Challenge 1: In the forum thread about the Hearthstone Sterling stove, what price range is suggested for listing the used stove?

Source text:
☆ ☆ ☆ ☆ ☆
# Need advice on Hearthstone Sterling stove



## rebecca (May 1, 2009)

Hi,

I have a Hearthstone Sterling gas stove with a B-vent.  I want to move it to a different part of my house but where I want to move it (to the basement), I can't put a chimney to the roof.  I called one local installer and they said that it can't be converted to anything else (direct vent).  Is that really true that there's no other way to use it without a chimney up to the roof?

And if that's the case - is there a market for such a used stove?  It was made around 1995/1996 and has blue/gray soapstone.  Used lightly.  What would something like that be worth, if I could even sell it?

Thanks!


----------



## DAKSY (May 2, 2009)

First of all, I'd be hesitant to put a B-vent in a basement...
B-vent is a natural draft appliance & with the problems we see 
when wood stoves or inserts are installed in basement locations, 
you may have some CO to deal with...
Just my HO & I'd be interested to hear what others have to say on this...


----------



## Tin_courier (May 2, 2009)

I agree with Daksy, could be an issue to put a B-vent in a basement, but it sounds like you can't make the vent run vertically anyway.  As for converting from b-vent to direct vent, I've never heard of any manufacturer that allows this to be done.  

As a rule, B-vent always needs to terminate vertically and meet certain termination clearances.  There may or may not be a way to do that in your installation, but I'm pretty sure Hearthstone will tell you you can't convert it to DV.  

As for resale, I think it's reasonable to list for $200-$300 on CL or classifieds.  Unfortunately, I think you'd be hard-pressed to get much more than that.


----------
☆ ☆ ☆ ☆ ☆
Provided records:
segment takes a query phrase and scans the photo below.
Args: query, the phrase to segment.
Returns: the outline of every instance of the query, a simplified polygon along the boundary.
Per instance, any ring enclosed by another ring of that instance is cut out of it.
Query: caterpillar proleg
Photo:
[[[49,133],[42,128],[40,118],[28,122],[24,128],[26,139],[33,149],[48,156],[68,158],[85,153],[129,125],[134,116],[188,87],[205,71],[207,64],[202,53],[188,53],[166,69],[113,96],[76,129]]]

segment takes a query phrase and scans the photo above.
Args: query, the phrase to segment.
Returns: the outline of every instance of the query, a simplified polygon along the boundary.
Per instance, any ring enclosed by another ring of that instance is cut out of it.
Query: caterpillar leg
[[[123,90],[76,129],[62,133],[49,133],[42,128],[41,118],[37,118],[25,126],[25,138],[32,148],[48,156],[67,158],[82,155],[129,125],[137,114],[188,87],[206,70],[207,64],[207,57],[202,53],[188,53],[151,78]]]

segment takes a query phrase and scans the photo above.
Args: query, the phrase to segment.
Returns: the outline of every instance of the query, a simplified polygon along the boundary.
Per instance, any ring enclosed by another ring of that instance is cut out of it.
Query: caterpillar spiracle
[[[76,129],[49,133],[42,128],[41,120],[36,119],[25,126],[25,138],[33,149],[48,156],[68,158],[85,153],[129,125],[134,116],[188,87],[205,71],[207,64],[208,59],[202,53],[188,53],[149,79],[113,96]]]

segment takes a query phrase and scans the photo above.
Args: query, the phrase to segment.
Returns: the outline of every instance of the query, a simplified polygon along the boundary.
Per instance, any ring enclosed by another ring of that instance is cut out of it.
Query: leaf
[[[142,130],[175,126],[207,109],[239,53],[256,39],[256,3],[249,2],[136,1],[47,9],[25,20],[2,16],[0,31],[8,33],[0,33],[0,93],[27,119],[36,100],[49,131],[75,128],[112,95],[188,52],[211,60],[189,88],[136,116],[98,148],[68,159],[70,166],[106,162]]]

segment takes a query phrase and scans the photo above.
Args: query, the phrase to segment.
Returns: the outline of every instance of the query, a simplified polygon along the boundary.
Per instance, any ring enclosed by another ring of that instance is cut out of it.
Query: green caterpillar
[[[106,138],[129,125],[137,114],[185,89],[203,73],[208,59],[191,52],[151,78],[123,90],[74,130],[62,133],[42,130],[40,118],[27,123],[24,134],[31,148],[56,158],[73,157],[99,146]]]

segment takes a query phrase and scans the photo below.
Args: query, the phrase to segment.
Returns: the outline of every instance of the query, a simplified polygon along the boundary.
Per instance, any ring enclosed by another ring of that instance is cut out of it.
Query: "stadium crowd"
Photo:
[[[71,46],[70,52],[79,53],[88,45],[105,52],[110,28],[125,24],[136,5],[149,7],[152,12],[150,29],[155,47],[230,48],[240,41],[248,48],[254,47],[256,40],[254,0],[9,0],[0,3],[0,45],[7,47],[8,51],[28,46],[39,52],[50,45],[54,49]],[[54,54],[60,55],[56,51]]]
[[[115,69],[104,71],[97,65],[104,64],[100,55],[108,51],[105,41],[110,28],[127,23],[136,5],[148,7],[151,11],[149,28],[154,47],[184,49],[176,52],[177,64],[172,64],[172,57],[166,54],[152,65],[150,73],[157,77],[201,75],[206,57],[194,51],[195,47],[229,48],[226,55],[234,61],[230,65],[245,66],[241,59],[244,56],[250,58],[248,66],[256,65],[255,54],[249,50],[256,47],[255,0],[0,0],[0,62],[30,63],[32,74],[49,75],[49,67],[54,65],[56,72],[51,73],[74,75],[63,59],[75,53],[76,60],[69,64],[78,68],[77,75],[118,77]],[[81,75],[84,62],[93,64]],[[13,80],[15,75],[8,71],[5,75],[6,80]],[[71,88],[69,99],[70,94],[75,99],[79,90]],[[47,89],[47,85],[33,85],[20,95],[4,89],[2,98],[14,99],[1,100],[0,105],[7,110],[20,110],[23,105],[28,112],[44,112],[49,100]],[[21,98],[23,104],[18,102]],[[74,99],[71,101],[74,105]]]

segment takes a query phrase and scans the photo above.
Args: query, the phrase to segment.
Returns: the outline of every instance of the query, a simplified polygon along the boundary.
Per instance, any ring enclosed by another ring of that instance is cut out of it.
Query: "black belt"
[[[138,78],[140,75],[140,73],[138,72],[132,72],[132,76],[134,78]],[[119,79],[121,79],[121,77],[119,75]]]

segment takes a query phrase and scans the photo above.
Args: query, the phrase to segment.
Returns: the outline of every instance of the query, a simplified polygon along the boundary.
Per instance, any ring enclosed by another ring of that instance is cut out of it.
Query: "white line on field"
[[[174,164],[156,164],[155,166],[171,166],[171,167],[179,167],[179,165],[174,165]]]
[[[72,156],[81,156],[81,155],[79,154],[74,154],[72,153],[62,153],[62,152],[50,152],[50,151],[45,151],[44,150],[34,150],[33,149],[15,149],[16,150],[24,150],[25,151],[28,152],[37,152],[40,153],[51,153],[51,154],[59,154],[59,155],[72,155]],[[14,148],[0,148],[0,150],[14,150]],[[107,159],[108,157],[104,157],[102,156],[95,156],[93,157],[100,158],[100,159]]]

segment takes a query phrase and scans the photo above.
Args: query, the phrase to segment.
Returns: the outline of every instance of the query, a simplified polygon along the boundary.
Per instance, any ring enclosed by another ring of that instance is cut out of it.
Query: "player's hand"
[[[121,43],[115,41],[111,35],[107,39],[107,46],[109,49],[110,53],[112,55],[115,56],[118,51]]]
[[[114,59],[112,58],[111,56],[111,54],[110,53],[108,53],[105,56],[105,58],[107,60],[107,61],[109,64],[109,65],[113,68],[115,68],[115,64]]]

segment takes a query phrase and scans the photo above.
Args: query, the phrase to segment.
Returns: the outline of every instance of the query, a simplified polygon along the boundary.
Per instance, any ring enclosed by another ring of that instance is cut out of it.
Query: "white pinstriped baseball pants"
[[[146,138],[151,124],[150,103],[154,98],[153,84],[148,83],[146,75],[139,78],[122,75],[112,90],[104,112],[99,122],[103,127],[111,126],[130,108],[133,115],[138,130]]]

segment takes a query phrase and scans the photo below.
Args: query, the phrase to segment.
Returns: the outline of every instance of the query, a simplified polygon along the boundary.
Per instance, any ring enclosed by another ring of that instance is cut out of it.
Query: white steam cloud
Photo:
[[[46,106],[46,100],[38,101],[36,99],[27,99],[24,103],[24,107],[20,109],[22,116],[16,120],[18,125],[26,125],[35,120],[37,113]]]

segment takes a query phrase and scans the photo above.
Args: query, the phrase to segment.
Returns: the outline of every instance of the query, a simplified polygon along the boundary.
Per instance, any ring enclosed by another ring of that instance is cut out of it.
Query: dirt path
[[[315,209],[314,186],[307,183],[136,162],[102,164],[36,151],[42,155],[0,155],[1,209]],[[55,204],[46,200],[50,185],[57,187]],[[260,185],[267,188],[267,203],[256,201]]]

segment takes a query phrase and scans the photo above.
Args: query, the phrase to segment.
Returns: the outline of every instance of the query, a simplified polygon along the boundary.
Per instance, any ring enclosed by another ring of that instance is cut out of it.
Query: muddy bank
☆ ☆ ☆ ☆ ☆
Challenge 2: How many lines in the records contain the string "caterpillar"? Reply with the number only.

Expected output 1: $200–$300 on CL or classifieds.

Expected output 2: 4